(Quoted text)
· · · · · · ·
And those purchasing a new HP Elite 8200 Series PC will have access to a Box account with unlimited storage and synchronization at no charge for one year.
HP's partnership with Box, a cloud storage and collaboration platform, is a tacit admission that computing is moving from a product-centric business model toward services.
"Our customers are entering a new era of data management and storage, and they need a simple, cost-effective way to collaborate and share information in the cloud," said Stephen DiFranco, SVP and general manager of HP's Americas personal systems group, in a statement. "HP's broad range of PCs plus Box's scalable service provides the desirable security, functionality and features to meet the needs and budgets of our customers."
Research firm Gartner characterizes this new era in terms of projected enterprise spending. The company predicts that enterprise spending on public cloud services will increase from 3% total enterprise spending in 2010 ($74 billion) to 19% in 2015. At that rate, spending on public cloud services will outpace the overall enterprise spending gains forecast by a factor of five.
[ HP reversed its plan to get out of the PC business. Read HP Will Keep PC Division. ]
HP's former CEO, Leo Apotheker, had planned to steer HP away from selling PCs, a business that has become less appealing as computing has shifted toward mobile devices. The company in August said it would get rid of its PC division. But the following month, HP's board got rid of Apotheker instead and replaced him with Meg Whitman.
· · · · · · ·
(Entries)

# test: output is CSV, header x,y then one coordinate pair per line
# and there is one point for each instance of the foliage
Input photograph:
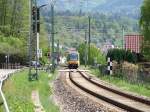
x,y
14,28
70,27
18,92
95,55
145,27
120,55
· · · · · · ·
(Actions to take)
1 – In the article on HP's partnership with Box, why had Leo Apotheker planned to steer HP away from selling PCs? Answer in one to three sentences.
2 – Write out the part of the article on HP's partnership with Box starting at "Research firm Gartner" and ending at "with Meg Whitman.".
3 – Write what comes next in the article on HP's partnership with Box, picking up after its last sentence.

(Task-by-task results)
1 – Apotheker planned to move HP away from selling PCs because the PC business had become less appealing as computing shifted toward mobile devices.

2 –
Research firm Gartner characterizes this new era in terms of projected enterprise spending. The company predicts that enterprise spending on public cloud services will increase from 3% total enterprise spending in 2010 ($74 billion) to 19% in 2015. At that rate, spending on public cloud services will outpace the overall enterprise spending gains forecast by a factor of five.
[ HP reversed its plan to get out of the PC business. Read HP Will Keep PC Division. ]
HP's former CEO, Leo Apotheker, had planned to steer HP away from selling PCs, a business that has become less appealing as computing has shifted toward mobile devices. The company in August said it would get rid of its PC division. But the following month, HP's board got rid of Apotheker instead and replaced him with Meg Whitman.

3 –
In October, Whitman, as HP's new CEO, reversed course and committed to retaining HP's PC group. "HP and PSG [Personal Systems Group] are better together," she said on a conference call. "At the end of the day, the cost and the risk of a separation are simply greater than any value we could create [by spinning PSG off]."
Yet, HP's attachment to its PC business isn't a vote of confidence in what has become a moribund market. It has more to do with the negotiating power that comes with being a larger buyer of electronics components and with the lucrative service deals that can be linked to marginally profitable PC sales.
That's where HP's partnership with Box fits in. HP is thinking outside the PC, about serving enterprises as an orchestrator of services.